SEITENTEXT:

##############################

Spielentwicklung hinkt

Beitragvon Bernd Eisen » 4. Dezember 2005, 17:42

Hallo!

Ich wollte mal fragen wie ihr vorgeht wenn eine Spielidee sich nicht zu eurer Zufriedenheit entwickelt.

Es gibt mehrere Fälle in denen das auftreten kann:
- ihr habt eine Idee, die sich im Kopf schonmal wunderbar vorformen lässt, ein erster Test mit euch selbst stellt sich aber als "unspielbar" heraus.
- Tests mit euch selbst verliefen sehr gut, eine erste richtige Testrunde allerdings war ein Fiasko.
- es fehlt noch der gewisse Kick, damit ihr mit euerm Spiel zufrieden seid.

Das Problem ist: nach einem negativen Test fehlt doch sicher die Motivation überhaupt an der Idee weiter zu feilen.

##############################

AUFGABE 1:
Gib jede Zeile der Datensätze zurück, in der die Zeichenfolge „letter“ vorkommt, und achte dabei auf Groß- und Kleinschreibung.
AUFGABE 2:
Führe den Forenbeitrag über stockende Spielentwicklung im Anschluss an seinen letzten Satz weiter.
Die Datensätze haben mit dem Forenbeitrag nichts zu tun.

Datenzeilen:

##############################

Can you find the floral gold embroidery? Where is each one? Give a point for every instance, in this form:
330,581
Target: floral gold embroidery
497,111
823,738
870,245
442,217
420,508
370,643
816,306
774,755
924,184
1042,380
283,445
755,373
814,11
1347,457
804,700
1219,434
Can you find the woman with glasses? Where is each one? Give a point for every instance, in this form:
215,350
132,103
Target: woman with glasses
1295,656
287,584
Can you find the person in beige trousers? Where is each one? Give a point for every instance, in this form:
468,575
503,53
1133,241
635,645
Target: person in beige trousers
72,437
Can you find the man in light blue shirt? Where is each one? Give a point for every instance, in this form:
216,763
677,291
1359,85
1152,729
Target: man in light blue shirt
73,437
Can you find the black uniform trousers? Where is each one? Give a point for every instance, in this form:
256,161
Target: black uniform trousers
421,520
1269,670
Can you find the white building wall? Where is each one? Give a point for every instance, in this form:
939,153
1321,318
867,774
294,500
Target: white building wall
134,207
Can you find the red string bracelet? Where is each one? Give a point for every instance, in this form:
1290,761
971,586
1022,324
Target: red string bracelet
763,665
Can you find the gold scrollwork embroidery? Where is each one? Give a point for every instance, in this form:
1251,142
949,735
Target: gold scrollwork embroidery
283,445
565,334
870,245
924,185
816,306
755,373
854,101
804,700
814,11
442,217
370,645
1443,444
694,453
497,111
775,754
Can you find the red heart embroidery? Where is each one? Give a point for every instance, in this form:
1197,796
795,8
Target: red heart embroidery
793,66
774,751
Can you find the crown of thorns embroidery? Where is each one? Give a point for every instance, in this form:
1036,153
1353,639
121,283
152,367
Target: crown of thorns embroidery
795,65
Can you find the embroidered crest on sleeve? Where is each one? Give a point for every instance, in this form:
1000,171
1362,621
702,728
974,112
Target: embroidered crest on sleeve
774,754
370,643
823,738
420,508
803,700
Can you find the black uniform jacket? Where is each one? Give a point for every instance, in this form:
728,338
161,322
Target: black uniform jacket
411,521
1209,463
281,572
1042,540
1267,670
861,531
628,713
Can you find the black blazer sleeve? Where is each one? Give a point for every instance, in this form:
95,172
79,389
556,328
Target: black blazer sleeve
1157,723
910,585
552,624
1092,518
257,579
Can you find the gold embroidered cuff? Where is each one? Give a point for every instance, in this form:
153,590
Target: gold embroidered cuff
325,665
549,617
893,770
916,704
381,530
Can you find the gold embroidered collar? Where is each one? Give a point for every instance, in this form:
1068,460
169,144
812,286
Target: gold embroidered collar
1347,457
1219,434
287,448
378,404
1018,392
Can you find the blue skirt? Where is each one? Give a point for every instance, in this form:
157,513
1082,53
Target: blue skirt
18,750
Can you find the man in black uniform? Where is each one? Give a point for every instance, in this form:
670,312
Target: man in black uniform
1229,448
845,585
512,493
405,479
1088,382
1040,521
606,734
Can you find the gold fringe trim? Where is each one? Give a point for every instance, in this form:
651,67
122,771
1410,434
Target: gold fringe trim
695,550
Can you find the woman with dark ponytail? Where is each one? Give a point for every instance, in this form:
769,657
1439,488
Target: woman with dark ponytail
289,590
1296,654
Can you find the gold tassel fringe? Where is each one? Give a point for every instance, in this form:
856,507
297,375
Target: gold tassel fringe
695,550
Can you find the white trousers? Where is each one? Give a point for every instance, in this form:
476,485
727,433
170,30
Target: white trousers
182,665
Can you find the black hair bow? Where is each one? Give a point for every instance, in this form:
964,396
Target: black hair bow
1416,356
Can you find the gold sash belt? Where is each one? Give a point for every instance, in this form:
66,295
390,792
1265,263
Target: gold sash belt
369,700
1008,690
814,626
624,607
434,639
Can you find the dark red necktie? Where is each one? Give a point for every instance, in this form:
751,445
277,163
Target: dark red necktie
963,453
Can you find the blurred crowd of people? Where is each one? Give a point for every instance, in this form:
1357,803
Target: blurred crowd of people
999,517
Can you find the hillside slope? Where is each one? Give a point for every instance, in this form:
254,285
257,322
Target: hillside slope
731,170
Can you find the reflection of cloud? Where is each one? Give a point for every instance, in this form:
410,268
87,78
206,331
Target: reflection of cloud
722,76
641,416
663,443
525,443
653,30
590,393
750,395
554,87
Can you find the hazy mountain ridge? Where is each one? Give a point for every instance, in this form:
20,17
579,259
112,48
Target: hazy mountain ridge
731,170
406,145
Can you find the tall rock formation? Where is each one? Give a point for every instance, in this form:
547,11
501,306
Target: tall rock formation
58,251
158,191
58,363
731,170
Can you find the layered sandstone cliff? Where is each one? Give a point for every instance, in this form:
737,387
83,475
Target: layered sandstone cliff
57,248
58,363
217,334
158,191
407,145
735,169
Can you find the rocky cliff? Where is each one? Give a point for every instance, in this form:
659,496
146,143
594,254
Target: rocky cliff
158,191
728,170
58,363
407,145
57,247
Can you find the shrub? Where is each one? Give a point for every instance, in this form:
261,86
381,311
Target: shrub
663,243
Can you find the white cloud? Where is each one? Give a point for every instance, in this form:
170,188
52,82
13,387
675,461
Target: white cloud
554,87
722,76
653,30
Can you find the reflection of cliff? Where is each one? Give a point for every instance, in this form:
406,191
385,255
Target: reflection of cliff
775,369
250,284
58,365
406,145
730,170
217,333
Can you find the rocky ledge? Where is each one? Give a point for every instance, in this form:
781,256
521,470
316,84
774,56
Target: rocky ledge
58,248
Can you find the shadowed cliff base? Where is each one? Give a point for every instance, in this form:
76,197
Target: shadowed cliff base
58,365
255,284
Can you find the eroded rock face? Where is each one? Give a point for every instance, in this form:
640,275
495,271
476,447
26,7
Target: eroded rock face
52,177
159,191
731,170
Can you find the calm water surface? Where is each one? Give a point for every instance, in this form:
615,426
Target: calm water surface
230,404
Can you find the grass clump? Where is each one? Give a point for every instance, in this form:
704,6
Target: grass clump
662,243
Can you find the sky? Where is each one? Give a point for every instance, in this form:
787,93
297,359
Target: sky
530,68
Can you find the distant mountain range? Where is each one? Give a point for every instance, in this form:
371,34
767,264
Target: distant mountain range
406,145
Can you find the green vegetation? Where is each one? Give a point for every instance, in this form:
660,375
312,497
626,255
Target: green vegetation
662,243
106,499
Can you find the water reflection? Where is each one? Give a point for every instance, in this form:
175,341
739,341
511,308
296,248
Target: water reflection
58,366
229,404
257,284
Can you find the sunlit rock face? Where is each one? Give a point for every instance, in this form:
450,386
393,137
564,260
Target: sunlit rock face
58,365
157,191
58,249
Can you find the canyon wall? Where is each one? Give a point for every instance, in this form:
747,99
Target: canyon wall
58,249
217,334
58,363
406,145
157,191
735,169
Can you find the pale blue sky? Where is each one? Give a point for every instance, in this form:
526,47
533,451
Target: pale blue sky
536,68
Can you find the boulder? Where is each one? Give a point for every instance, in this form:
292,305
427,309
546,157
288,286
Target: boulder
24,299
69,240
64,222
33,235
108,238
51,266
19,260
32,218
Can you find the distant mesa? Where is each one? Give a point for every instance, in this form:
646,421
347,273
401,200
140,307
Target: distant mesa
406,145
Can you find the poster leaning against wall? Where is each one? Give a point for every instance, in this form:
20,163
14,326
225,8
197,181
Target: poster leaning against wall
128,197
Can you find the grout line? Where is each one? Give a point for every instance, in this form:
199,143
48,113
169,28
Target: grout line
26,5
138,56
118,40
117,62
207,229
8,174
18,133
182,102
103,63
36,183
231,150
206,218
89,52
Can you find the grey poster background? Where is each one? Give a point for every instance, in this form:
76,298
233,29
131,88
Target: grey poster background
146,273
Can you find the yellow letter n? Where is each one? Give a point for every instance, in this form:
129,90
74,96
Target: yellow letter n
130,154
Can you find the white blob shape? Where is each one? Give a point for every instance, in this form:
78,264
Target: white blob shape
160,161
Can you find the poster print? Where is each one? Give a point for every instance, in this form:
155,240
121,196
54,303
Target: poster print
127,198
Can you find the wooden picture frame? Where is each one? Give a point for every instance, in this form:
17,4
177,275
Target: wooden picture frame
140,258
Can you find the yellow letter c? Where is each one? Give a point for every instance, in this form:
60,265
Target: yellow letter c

##############################

ENDGÜLTIGE ANTWORT 1:
Can you find the yellow letter n? Where is each one? Give a point for every instance, in this form:
Target: yellow letter n
Can you find the yellow letter c? Where is each one? Give a point for every instance, in this form:
Target: yellow letter c

ENDGÜLTIGE ANTWORT 2:
Hilfreich kann sein: das Spiel "reifen" lassen, sprich ab in die Schublade und nach Jahren wieder mal dran setzen, aber man entwickelt lieber etwas ganz frisches, als einen "alten Schinken" hervor zu holen oder?

Möglicherweise holt man sich auch den Rat eines anderen Autoren - man setzt sich zusammen, testet und spricht darüber.

Was fällt euch dazu ein?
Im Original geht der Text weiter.